Rewrite the material below so that every "dropped as a pin" becomes "placed as a marker", leaving everything else unchanged.

— Begin Stored records —

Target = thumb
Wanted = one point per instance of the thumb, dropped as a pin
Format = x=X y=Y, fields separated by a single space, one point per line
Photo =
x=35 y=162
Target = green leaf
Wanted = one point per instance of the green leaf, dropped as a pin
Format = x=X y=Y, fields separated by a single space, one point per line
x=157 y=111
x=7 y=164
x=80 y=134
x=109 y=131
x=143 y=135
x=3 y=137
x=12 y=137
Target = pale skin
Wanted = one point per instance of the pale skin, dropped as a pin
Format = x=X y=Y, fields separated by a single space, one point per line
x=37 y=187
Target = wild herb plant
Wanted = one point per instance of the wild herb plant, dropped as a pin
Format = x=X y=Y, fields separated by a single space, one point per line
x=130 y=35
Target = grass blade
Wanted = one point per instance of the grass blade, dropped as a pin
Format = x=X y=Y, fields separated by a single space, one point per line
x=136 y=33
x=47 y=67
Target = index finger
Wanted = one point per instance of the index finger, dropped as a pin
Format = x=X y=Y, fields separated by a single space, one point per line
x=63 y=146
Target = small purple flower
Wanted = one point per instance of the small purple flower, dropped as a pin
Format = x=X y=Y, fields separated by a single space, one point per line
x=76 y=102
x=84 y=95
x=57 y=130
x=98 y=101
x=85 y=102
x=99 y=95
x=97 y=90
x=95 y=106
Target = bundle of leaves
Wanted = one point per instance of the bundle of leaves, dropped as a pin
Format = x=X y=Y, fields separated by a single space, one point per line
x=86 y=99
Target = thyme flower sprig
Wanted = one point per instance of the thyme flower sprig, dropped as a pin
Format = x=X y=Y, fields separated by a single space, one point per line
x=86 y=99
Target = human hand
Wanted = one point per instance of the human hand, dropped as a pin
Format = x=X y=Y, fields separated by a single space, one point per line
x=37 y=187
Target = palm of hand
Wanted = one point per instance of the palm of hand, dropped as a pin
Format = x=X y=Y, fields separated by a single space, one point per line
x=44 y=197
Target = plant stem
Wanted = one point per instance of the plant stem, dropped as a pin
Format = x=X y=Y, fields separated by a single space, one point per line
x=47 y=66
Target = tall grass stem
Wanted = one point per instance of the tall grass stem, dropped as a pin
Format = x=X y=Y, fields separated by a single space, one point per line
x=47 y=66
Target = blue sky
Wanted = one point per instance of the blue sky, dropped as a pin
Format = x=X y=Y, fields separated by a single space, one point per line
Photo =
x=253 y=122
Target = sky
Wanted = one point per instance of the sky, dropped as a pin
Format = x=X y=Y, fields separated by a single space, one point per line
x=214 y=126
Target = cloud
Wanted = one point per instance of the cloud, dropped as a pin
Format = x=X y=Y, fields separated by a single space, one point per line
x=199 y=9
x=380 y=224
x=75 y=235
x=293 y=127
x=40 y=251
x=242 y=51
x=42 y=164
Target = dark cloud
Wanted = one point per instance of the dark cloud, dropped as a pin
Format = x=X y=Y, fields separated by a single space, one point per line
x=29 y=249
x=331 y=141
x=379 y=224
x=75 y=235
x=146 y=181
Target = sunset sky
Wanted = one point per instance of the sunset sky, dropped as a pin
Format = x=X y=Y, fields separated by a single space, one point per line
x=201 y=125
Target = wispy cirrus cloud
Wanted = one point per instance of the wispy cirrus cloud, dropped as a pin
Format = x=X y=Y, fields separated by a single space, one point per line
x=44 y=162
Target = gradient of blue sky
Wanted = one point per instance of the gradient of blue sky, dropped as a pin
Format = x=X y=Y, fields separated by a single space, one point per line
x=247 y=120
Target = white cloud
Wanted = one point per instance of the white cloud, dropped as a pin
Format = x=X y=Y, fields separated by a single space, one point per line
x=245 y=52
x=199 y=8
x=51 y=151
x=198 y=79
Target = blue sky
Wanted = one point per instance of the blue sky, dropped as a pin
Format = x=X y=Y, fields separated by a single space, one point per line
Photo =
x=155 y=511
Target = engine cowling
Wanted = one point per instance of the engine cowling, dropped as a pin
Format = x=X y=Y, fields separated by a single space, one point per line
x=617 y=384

— End Stored records —

(Finished task)
Target = thumb
Wanted = one point per instance of the thumb, placed as a marker
Format = x=X y=Y, fields separated by a single space, one point per line
Photo =
x=35 y=162
Target = green leaf
Wanted = one point per instance of the green leaf, placed as a marker
Format = x=X y=Y, fields separated by a single space, one point per line
x=157 y=111
x=7 y=164
x=80 y=134
x=109 y=131
x=143 y=135
x=3 y=137
x=12 y=137
Target = pale skin
Wanted = one point per instance of the pale skin, placed as a marker
Format = x=X y=Y, fields separated by a single space, one point per line
x=37 y=187
Target = wild herb plant
Wanted = one point per instance of the wild herb plant, placed as a marker
Format = x=X y=Y, fields separated by a single space, one point per line
x=130 y=35
Target = grass blade
Wanted = one point per instance of the grass blade, placed as a marker
Format = x=X y=Y, fields separated by a single space, one point per line
x=136 y=33
x=47 y=67
Target = index finger
Wanted = one point per instance of the index finger, placed as a marker
Format = x=X y=Y, fields separated by a single space, one point per line
x=63 y=146
Target = small purple flower
Wanted = one point per instance of the small purple flower, placed as a marker
Format = x=X y=Y, fields separated by a single space, one point per line
x=76 y=102
x=84 y=95
x=57 y=130
x=98 y=101
x=85 y=102
x=99 y=95
x=97 y=90
x=95 y=106
Target = bundle of leaves
Wanted = one point per instance of the bundle of leaves, placed as a marker
Format = x=X y=Y, fields separated by a single space, one point per line
x=86 y=99
Target = thyme flower sprig
Wanted = one point per instance of the thyme flower sprig, placed as a marker
Format = x=X y=Y, fields separated by a single space, one point per line
x=86 y=99
Target = human hand
Wanted = one point per instance of the human hand, placed as a marker
Format = x=X y=Y, fields separated by a single space, one point per line
x=37 y=187
Target = palm of hand
Wanted = one point per instance of the palm of hand, placed as a marker
Format = x=X y=Y, fields separated by a single space, one point per line
x=44 y=197
Target = plant stem
Wanted = one point per instance of the plant stem, placed as a marker
Format = x=X y=Y, fields separated by a single space, one point per line
x=47 y=66
Target = tall grass stem
Wanted = one point per instance of the tall grass stem, placed as a marker
Format = x=X y=Y, fields separated by a single space, one point per line
x=47 y=66
Target = blue sky
Wanted = one point per instance of the blue sky, placed as a marker
Format = x=X y=Y, fields separated by a single space, one point per line
Photo =
x=253 y=122
Target = sky
Wanted = one point per instance of the sky, placed as a marker
Format = x=X y=Y, fields separated by a single space, one point per line
x=214 y=126
Target = cloud
Wanted = one point per instance of the cloud, placed as a marker
Format = x=X y=Y, fields separated by a single space, one point per line
x=199 y=9
x=380 y=224
x=75 y=235
x=293 y=127
x=40 y=251
x=242 y=51
x=42 y=164
Target = dark cloud
Wanted = one point per instance of the dark cloud, placed as a marker
Format = x=X y=Y, fields separated by a single space, one point per line
x=29 y=249
x=331 y=141
x=379 y=224
x=75 y=235
x=146 y=181
Target = sunset sky
Wanted = one point per instance of the sunset sky, placed as a marker
Format = x=X y=Y, fields separated by a single space, one point per line
x=201 y=125
Target = wispy cirrus cloud
Wanted = one point per instance of the wispy cirrus cloud, placed as a marker
Format = x=X y=Y, fields separated by a single space, one point per line
x=44 y=162
Target = gradient of blue sky
Wanted = one point per instance of the gradient of blue sky, placed as a marker
Format = x=X y=Y, fields separated by a single space, one point per line
x=247 y=120
Target = white cloud
Wanted = one point per instance of the white cloud, placed as a marker
Format = x=X y=Y, fields separated by a single space, one point per line
x=245 y=52
x=199 y=8
x=51 y=151
x=198 y=79
Target = blue sky
Wanted = one point per instance of the blue sky, placed as a marker
Format = x=X y=Y, fields separated by a single space, one point per line
Photo =
x=155 y=511
Target = engine cowling
Wanted = one point per instance of the engine cowling, placed as a marker
Format = x=X y=Y, fields separated by a single space, one point per line
x=617 y=384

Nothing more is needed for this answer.